#### Source passage:
+ + + + + + +

British concert pianist

Mark Bebbington (born 17 January 1962) is a British concert pianist. He is a notable advocate of British music.

==Biography==
Mark Bebbington studied at the Royal College of Music with Kendall Taylor and Phyllis Sellick and later in Italy with Aldo Ciccolini.
As an advocate of British music, he has given premieres in concert and on CD of major works by Vaughan-Williams, Arthur Bliss, William Mathias, Ivor Gurney and John Ireland.

Mark has recorded widely for Somm label, including complete cycles of Frank Bridge and John Ireland; both of these cycles, consisting of seven CDs, have received consecutive sets of five-star reviews in BBC Music Magazine. He has also recorded works by Francis Poulenc on the Resonus Classics label, earning a Gramophone Magazine ‘Editor’s Choice’. In addition, Mark has the distinction of being the first pianist to be invited to record at Birmingham's Symphony Hall.

Over recent seasons, he has toured extensively throughout Central and Northern Europe, the Far East and North America, and has performed with the Czech National, Flanders, London Philharmonic, Philharmonia and Royal Philharmonic orchestras and the London Mozart Players. As a recitalist, he makes regular appearances at major UK and international festivals. Bebbington made his Carnegie Hall debut with Leon Botstein and the American Symphony Orchestra playing Richard Strauss’s Parergon in 2014.

+ + + + + + +

Extracted records
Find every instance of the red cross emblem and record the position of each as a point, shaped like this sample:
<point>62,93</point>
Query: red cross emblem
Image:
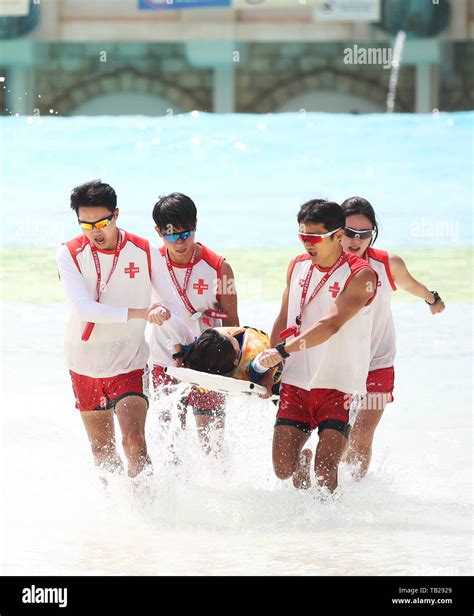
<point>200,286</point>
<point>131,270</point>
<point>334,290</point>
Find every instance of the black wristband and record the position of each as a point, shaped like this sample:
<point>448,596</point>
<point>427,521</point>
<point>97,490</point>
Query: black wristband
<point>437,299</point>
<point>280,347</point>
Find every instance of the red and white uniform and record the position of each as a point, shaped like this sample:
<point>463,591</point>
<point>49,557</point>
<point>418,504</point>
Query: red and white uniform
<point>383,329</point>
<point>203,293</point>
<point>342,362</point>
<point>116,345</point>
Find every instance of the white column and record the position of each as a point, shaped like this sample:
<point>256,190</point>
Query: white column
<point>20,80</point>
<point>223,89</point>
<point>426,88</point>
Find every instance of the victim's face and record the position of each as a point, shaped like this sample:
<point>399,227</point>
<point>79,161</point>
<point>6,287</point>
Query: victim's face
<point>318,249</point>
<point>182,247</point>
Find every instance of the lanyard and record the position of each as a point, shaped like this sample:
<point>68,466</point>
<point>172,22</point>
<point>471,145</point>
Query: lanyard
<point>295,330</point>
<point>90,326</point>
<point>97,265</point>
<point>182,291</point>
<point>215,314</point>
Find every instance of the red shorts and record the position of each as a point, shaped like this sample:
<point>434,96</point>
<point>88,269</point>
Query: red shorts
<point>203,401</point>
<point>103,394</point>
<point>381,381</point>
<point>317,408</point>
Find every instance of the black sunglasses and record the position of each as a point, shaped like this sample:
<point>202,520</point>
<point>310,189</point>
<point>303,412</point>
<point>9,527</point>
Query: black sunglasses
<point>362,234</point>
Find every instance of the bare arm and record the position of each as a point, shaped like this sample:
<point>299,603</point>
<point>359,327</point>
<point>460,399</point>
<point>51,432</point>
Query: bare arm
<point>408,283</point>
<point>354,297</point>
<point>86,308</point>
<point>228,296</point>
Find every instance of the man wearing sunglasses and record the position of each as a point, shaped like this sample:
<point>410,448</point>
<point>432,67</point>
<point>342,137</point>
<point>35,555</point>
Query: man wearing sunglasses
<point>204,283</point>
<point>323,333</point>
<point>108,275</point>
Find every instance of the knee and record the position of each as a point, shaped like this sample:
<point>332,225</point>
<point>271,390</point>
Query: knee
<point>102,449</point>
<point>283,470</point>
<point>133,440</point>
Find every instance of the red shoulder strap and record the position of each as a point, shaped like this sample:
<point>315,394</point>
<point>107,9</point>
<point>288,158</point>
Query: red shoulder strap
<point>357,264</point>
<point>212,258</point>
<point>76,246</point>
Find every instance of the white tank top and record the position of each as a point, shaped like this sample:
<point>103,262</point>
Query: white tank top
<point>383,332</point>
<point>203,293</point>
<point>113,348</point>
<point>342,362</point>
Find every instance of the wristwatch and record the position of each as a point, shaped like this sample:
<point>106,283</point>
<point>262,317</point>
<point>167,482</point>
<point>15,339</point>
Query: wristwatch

+ + + + + + +

#### Task statement:
In the passage about Mark Bebbington, starting at "As an advocate" and ending at "and John Ireland.", please replace "premieres" with "first performances".

#### Task answer:
As an advocate of British music, he has given first performances in concert and on CD of major works by Vaughan-Williams, Arthur Bliss, William Mathias, Ivor Gurney and John Ireland.